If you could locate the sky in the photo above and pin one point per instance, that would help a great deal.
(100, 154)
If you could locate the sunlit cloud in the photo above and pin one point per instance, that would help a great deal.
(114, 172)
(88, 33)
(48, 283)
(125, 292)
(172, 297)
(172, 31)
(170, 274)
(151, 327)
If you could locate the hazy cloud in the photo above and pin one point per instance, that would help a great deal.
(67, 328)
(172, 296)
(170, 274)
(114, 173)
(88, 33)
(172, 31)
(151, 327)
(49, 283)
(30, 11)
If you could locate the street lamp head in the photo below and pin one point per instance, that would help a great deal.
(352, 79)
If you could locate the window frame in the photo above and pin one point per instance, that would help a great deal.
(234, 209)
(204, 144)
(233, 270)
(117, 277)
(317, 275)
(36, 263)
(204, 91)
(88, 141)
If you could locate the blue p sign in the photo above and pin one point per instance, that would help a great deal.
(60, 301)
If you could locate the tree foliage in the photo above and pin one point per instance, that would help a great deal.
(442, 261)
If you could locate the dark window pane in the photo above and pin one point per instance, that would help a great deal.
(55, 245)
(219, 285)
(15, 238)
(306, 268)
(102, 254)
————
WORK ITEM
Please print all the data again exactly as given.

ANSWER
If you could locate the sky in the photo above and pin one point per instance, that would help a great deal.
(100, 154)
If you could locate the sunlit cloud in the photo above and pin one point per instance, that would help a great deal.
(114, 172)
(88, 33)
(48, 283)
(125, 292)
(172, 297)
(172, 31)
(170, 274)
(151, 327)
If you could locate the hazy cloud in the photo above and pin one point per instance, that would help a great deal.
(67, 328)
(172, 296)
(170, 274)
(114, 173)
(88, 33)
(172, 31)
(151, 327)
(49, 283)
(30, 11)
If you could locate the street lamp head in the photo below and pin one point per instance, that would help a great deal.
(352, 79)
If you could locate the window frame in the photo above and pin one point per instance, that would help a great deal.
(234, 209)
(204, 144)
(233, 270)
(117, 277)
(317, 275)
(36, 263)
(204, 91)
(88, 141)
If you could locate the blue p sign in the photo above and pin one point per instance, that would help a great deal.
(60, 301)
If you could locate the tree foliage in the photo above and pin one point per instance, that would help a great deal.
(442, 261)
If you could locate the dark window pane in the photo above and pin one point per instance, that would help a great deal.
(55, 245)
(219, 285)
(15, 238)
(306, 268)
(102, 254)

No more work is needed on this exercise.